**DIRECTIONS FOR THIS TASK:** Determine how many lines of the material below contain the string "monument", where case counts. Give only the number.

**ENTRIES SHOWN:**
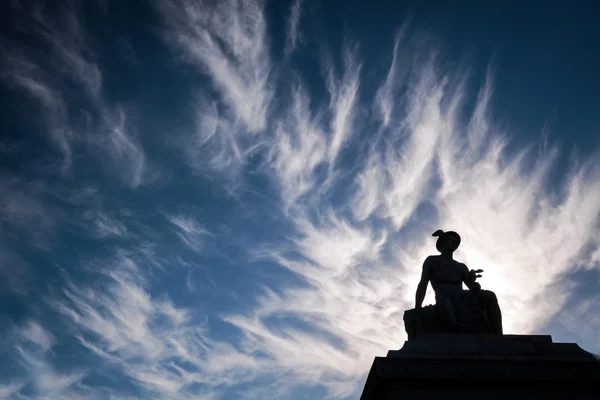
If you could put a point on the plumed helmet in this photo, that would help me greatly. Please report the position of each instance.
(442, 236)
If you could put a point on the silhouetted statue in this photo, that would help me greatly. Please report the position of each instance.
(456, 310)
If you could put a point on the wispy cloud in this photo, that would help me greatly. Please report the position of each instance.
(190, 231)
(68, 60)
(227, 40)
(347, 234)
(293, 23)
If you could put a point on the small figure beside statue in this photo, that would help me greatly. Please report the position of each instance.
(456, 310)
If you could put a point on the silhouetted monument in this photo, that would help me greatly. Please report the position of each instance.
(456, 348)
(455, 310)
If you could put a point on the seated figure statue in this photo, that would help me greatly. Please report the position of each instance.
(456, 310)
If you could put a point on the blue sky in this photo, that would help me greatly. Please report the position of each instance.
(233, 199)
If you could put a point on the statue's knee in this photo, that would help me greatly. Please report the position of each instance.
(489, 296)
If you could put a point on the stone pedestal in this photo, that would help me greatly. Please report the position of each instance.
(471, 366)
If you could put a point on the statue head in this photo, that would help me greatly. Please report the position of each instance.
(447, 242)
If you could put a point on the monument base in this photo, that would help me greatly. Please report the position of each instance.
(470, 366)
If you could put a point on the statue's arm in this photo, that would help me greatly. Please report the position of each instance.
(469, 278)
(422, 287)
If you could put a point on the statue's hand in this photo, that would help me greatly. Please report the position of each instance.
(476, 273)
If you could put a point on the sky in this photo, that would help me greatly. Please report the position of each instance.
(233, 199)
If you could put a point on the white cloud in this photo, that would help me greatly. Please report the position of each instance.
(36, 334)
(190, 231)
(68, 61)
(293, 22)
(355, 251)
(344, 96)
(228, 41)
(10, 389)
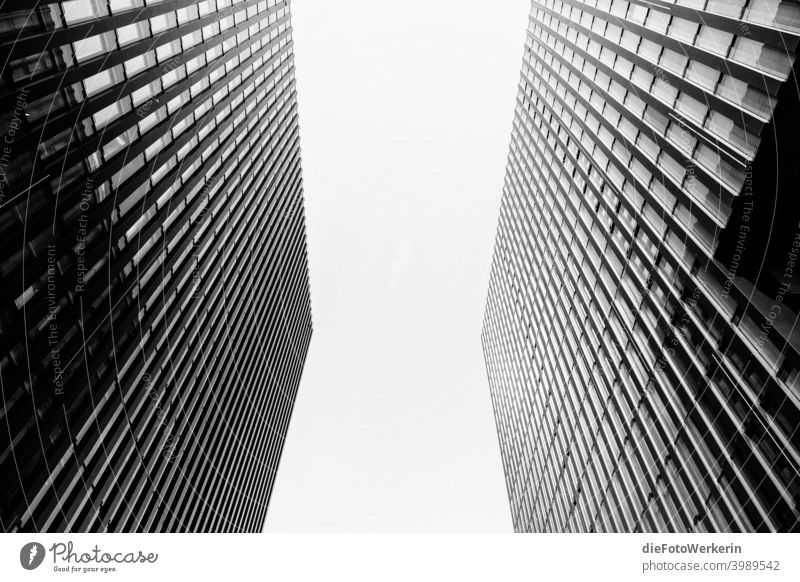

**FULL ANSWER:** 2